**INSTRUCTIONS TO FOLLOW:**
Transcribe the entries below exactly; leave every image out.

**RECORDS FOR THIS TASK:**
★ ★ ★ ★ ★ ★ ★

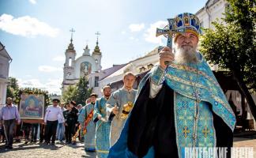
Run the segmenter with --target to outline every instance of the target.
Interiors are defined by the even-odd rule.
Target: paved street
[[[13,149],[6,150],[5,145],[0,144],[0,158],[65,158],[65,157],[88,157],[95,158],[95,152],[85,153],[84,144],[64,145],[57,143],[53,146],[40,143],[30,143],[24,145],[24,142],[14,143]]]
[[[235,147],[254,147],[254,157],[256,157],[256,139],[235,137]],[[65,157],[88,157],[95,158],[95,152],[85,153],[84,145],[76,145],[57,143],[55,146],[44,144],[14,143],[13,150],[6,150],[4,144],[0,144],[0,158],[65,158]]]

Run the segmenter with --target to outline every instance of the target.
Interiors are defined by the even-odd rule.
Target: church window
[[[99,87],[99,77],[94,78],[94,87]]]
[[[70,59],[69,59],[69,66],[71,66],[71,63],[72,63],[72,59],[71,59],[71,58],[70,58]]]
[[[140,69],[140,73],[144,72],[146,69],[144,66],[141,66]]]
[[[153,66],[154,66],[154,65],[152,65],[151,63],[147,66],[148,70],[151,70]]]

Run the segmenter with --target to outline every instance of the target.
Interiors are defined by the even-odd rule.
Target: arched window
[[[69,66],[71,66],[71,63],[72,63],[72,58],[70,58],[70,59],[69,59]]]

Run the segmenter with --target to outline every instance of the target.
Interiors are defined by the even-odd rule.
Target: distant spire
[[[73,33],[75,32],[76,31],[72,28],[70,32],[71,32],[71,40],[70,40],[70,42],[72,43],[73,42]]]
[[[97,36],[97,41],[96,41],[96,46],[94,48],[94,52],[96,53],[100,53],[100,50],[99,47],[99,36],[100,35],[100,33],[99,32],[96,32],[95,35]]]
[[[83,53],[84,56],[90,56],[90,49],[88,47],[88,40],[86,40],[86,47],[84,49],[84,53]]]
[[[73,47],[73,33],[75,32],[75,30],[72,28],[70,32],[71,32],[71,39],[70,39],[70,43],[68,47],[68,49],[69,51],[74,51],[74,47]]]

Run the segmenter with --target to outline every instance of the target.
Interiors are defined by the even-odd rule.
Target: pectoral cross
[[[205,135],[205,137],[207,137],[207,134],[209,134],[209,130],[208,130],[207,126],[205,126],[204,130],[202,130],[202,133]]]
[[[184,126],[184,128],[183,130],[183,133],[184,134],[184,137],[186,137],[187,134],[190,133],[190,130],[187,130],[187,126]]]
[[[200,101],[201,101],[201,100],[200,100],[200,92],[199,92],[199,90],[197,89],[197,90],[193,93],[193,96],[194,96],[194,97],[195,97],[195,99],[196,99],[196,102],[197,102],[198,103],[199,103]]]

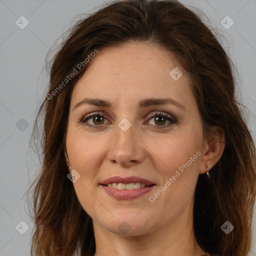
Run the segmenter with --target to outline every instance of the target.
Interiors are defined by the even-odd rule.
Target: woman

★ ★ ★ ★ ★ ★ ★

**SOLUTION TO THE EXERCISE:**
Run the segmenter with --target to outline every instance of the target.
Interiors are defined by the even-odd rule.
Target: paved street
[[[13,149],[6,150],[5,145],[0,144],[0,158],[65,158],[65,157],[88,157],[95,158],[95,152],[85,153],[84,144],[64,145],[57,143],[53,146],[40,143],[30,143],[24,145],[24,142],[14,143]]]
[[[235,147],[254,147],[254,157],[256,157],[256,139],[235,137]],[[65,157],[88,157],[95,158],[95,152],[85,153],[84,145],[76,145],[57,143],[55,146],[44,144],[14,143],[13,150],[6,150],[4,144],[0,144],[0,158],[65,158]]]

Run the segmenter with --target to outline every instance of the target.
Interiors are defined by the even-odd rule.
Target: church window
[[[99,87],[99,77],[94,78],[94,87]]]
[[[70,59],[69,59],[69,66],[71,66],[71,63],[72,63],[72,59],[71,59],[71,58],[70,58]]]
[[[140,69],[140,73],[144,72],[146,69],[144,66],[141,66]]]
[[[153,66],[154,66],[154,65],[152,65],[151,63],[147,66],[148,70],[151,70]]]

Run the segmenter with --target to outline every instance of the target.
Interiors are defined by the even-odd rule.
Target: arched window
[[[69,66],[71,66],[71,63],[72,63],[72,58],[70,58],[70,59],[69,59]]]

Run the segmenter with --target to outline every instance of the target.
Interiors are defined by the even-odd rule.
Target: distant spire
[[[73,33],[75,32],[76,31],[72,28],[70,32],[71,32],[71,40],[70,40],[70,42],[72,43],[73,42]]]
[[[97,36],[97,41],[96,41],[96,46],[94,48],[94,52],[96,53],[100,53],[100,50],[99,47],[99,36],[100,35],[100,33],[99,32],[96,32],[95,35]]]
[[[83,53],[84,56],[90,56],[90,49],[88,47],[88,40],[86,40],[86,47],[84,49],[84,53]]]
[[[73,47],[73,33],[75,32],[75,30],[72,28],[70,32],[71,32],[71,39],[70,39],[70,43],[68,47],[68,49],[69,51],[74,51],[74,47]]]

Run the segmenter with --target to outline every instance of the target.
Interiors are defined by the even-odd rule.
Target: pectoral cross
[[[205,135],[205,137],[207,137],[207,134],[209,134],[209,130],[208,130],[207,126],[205,126],[204,130],[202,130],[202,133]]]
[[[184,126],[184,128],[183,130],[183,133],[184,134],[184,137],[186,137],[187,134],[190,133],[190,130],[187,130],[187,126]]]
[[[200,101],[201,101],[201,100],[200,100],[200,92],[199,92],[199,90],[197,89],[197,90],[193,93],[193,96],[194,96],[194,97],[195,97],[195,99],[196,99],[196,102],[197,102],[198,103],[199,103]]]

Run the segmenter with --target to outline every instance of the target.
Interiors are defined by the even-odd rule.
Target: woman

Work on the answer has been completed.